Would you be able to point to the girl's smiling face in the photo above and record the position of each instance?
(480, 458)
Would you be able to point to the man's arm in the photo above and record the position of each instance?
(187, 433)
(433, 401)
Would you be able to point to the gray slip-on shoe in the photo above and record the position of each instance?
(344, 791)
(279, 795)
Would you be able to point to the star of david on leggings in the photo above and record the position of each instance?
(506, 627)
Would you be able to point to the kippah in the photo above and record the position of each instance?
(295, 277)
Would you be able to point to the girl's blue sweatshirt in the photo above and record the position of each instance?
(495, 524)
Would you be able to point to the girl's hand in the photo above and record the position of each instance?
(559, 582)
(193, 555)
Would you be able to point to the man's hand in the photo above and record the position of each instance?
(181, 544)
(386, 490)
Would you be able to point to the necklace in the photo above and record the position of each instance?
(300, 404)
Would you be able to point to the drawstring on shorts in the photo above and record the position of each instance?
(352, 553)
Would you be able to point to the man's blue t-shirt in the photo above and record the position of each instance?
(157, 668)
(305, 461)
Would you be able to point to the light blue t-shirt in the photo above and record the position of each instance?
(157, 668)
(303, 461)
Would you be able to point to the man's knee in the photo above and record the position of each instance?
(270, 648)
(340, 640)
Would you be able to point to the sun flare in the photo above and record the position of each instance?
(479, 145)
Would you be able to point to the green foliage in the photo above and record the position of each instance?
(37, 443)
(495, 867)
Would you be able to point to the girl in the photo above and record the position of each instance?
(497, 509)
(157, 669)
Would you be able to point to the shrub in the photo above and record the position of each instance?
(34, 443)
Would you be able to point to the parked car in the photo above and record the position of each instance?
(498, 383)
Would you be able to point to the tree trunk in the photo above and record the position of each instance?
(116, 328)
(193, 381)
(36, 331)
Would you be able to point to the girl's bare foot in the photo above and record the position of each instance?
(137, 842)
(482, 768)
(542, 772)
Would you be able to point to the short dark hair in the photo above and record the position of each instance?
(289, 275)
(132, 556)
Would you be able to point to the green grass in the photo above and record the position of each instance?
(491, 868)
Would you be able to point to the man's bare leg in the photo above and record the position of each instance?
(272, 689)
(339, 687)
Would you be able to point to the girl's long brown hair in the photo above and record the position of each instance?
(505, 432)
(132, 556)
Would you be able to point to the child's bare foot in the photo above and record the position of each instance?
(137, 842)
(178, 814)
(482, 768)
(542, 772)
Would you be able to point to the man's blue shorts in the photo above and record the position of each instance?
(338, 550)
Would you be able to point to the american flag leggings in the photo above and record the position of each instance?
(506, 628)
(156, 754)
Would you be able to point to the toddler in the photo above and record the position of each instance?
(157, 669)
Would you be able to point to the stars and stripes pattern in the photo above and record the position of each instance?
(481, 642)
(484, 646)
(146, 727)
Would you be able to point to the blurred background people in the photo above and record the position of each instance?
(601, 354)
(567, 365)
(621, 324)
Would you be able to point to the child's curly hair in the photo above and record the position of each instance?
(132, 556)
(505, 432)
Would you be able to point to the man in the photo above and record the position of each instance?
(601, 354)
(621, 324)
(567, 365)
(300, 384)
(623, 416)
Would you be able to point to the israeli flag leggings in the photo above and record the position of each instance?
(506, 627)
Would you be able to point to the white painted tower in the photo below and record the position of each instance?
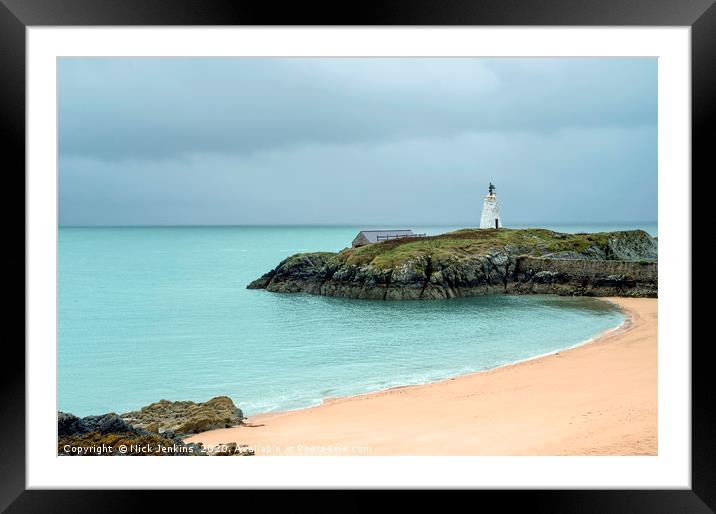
(491, 210)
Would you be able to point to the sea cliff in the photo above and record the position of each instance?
(473, 262)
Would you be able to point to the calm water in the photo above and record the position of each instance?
(152, 313)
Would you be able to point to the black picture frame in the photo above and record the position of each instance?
(17, 15)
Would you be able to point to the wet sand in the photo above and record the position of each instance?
(597, 399)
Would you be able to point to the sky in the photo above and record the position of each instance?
(358, 141)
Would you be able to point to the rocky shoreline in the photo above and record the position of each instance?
(474, 262)
(157, 429)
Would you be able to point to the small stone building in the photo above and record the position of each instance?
(366, 237)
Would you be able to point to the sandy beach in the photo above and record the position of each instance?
(597, 399)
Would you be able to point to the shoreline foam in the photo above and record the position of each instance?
(387, 419)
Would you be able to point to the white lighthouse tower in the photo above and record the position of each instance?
(491, 210)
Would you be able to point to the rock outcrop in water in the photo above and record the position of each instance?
(108, 434)
(156, 429)
(186, 417)
(472, 262)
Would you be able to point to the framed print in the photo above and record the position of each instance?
(421, 248)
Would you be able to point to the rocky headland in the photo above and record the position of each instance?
(471, 262)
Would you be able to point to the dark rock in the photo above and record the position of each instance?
(186, 417)
(476, 263)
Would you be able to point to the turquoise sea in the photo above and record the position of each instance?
(146, 313)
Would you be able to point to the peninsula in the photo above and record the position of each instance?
(471, 262)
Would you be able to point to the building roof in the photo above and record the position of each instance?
(372, 235)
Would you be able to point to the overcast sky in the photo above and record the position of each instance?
(356, 141)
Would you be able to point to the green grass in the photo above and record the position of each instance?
(466, 242)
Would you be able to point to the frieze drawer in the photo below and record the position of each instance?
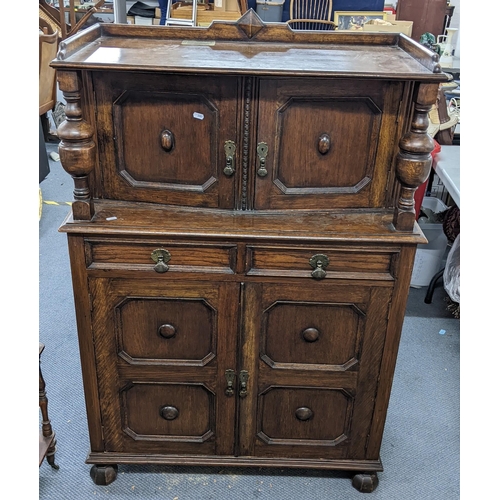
(321, 263)
(160, 256)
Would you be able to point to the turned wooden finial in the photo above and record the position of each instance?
(77, 150)
(414, 161)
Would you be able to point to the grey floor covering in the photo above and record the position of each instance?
(421, 446)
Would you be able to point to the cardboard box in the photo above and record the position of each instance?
(203, 17)
(404, 27)
(145, 21)
(220, 5)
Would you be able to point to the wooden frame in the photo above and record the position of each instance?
(355, 20)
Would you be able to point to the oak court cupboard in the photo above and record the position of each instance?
(242, 238)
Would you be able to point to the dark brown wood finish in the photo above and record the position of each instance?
(47, 437)
(242, 239)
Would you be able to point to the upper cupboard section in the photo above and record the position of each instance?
(162, 138)
(235, 142)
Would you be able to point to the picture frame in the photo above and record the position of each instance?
(355, 20)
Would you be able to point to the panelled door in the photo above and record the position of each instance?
(168, 139)
(313, 355)
(162, 351)
(324, 144)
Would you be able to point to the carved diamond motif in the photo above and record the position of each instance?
(250, 23)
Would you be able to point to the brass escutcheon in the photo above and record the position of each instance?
(319, 262)
(230, 376)
(262, 150)
(161, 257)
(230, 150)
(167, 140)
(304, 413)
(310, 334)
(167, 331)
(324, 144)
(243, 383)
(169, 412)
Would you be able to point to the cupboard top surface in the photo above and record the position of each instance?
(225, 47)
(121, 218)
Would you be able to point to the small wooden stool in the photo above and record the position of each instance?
(47, 439)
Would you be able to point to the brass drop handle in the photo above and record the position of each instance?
(324, 144)
(262, 151)
(243, 383)
(167, 140)
(167, 331)
(161, 257)
(304, 413)
(230, 150)
(310, 334)
(169, 412)
(230, 376)
(319, 262)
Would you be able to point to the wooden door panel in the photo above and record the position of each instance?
(161, 138)
(303, 417)
(166, 329)
(314, 352)
(168, 412)
(160, 367)
(311, 336)
(325, 143)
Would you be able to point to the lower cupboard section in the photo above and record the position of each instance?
(205, 371)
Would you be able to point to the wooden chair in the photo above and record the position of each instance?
(47, 441)
(311, 15)
(65, 19)
(310, 24)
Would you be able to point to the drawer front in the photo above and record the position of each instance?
(161, 256)
(321, 263)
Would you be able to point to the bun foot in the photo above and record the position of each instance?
(365, 483)
(102, 475)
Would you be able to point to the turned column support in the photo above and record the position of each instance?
(77, 150)
(414, 161)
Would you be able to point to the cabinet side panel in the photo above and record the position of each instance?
(85, 340)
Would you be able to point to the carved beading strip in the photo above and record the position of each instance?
(246, 142)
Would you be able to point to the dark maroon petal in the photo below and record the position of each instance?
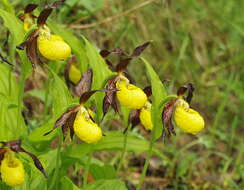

Job: Report each line in the rows above that contains the word "brown", matching case exactly.

Response to the exercise:
Would you be able to point to the girl's long brown hair in the photo above and record the position of each instance?
Would you be able to point to the dark brown wood finish in the photo above and record the position of each instance?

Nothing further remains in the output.